> [WHAT TO WORK ON]: Copy out everything from the line containing "Target: headlight" down to the last of the lines below, reproducing each one without change.

> [DATA FOR THIS TASK]:
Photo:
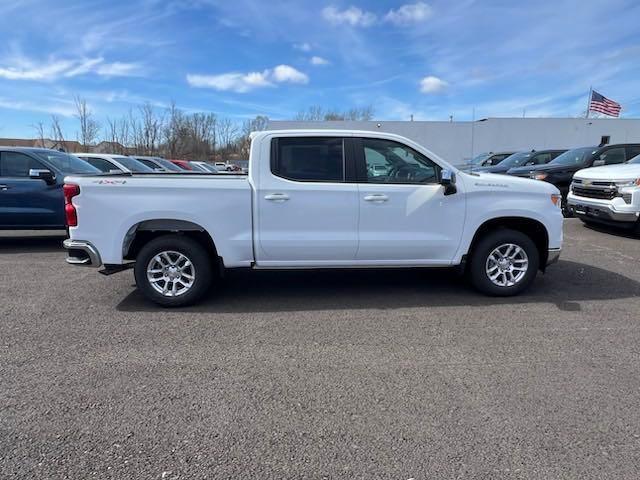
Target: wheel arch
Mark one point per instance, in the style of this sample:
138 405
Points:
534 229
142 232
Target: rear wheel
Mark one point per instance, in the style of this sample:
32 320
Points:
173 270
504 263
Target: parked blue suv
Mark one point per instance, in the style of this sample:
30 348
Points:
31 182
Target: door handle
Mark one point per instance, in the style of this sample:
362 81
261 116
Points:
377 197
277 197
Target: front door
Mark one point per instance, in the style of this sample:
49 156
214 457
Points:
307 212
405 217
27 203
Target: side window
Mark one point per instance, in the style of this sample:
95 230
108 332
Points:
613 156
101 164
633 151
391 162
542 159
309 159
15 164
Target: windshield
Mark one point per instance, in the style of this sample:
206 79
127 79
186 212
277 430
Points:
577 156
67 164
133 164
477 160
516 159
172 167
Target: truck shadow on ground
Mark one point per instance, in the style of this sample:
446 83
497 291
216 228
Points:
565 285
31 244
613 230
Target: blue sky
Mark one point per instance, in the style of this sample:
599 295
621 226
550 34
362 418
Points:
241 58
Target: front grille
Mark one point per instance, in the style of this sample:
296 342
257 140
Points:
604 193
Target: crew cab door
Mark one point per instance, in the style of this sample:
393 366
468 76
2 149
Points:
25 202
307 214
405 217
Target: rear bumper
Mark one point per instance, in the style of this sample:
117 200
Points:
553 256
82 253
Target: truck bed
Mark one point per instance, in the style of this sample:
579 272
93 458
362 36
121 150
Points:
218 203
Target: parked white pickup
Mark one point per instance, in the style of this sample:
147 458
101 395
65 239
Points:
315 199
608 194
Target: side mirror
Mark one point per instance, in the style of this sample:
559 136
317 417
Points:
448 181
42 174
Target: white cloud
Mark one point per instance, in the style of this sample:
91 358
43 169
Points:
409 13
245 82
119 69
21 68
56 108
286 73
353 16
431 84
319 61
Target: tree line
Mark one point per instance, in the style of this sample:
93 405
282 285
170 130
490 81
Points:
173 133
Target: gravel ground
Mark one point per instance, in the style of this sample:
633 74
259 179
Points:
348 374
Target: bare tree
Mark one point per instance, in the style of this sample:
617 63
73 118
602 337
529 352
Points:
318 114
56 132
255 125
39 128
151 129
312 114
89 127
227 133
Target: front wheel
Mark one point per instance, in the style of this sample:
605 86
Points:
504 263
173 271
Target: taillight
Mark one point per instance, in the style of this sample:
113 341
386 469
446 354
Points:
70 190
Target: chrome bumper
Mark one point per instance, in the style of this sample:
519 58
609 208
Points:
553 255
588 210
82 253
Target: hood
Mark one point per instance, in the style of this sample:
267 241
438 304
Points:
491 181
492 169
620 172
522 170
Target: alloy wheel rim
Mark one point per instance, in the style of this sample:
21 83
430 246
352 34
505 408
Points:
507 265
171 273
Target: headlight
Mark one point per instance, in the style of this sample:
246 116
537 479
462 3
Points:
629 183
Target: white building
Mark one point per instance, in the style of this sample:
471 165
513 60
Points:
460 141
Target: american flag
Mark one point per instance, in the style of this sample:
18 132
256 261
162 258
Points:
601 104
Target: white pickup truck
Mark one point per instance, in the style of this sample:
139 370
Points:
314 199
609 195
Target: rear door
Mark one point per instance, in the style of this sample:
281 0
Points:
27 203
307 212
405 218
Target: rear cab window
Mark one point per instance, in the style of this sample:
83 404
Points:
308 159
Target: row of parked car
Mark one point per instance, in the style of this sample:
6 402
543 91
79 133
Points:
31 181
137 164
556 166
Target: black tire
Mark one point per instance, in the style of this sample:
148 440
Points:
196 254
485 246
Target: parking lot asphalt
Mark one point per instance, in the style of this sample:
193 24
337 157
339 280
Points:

> [ANSWER FOR THIS EXERCISE]:
Target: headlight
Mark one point per instance, in the style of this sample:
246 116
537 479
462 3
Points:
629 183
Target: white building
Mark one point per instance, in the style of this sample:
471 165
513 60
Points:
460 141
Target: american flag
Mark one point per instance, in the style of this sample:
18 132
256 261
162 258
Points:
601 104
Target: white pickup truck
Mark one point per instance, in the style of this sample:
139 370
Points:
314 199
609 195
Target: rear door
Mark one point per instance, in the style of this sample:
281 0
Points:
27 203
307 212
405 218
Target: rear cab window
Mark one point per instance, in the style of this sample:
83 404
Points:
308 159
Target: row of parked car
Mark one point per instance, in the style of this sample:
6 402
543 91
79 133
Points:
31 181
137 164
556 166
Target: black tire
Mark one point per instance, in the style of this sample:
148 440
Points:
196 254
485 246
Target: parking lot asphalt
Mark one point per instance, in the style of this sample:
193 24
337 157
339 280
Points:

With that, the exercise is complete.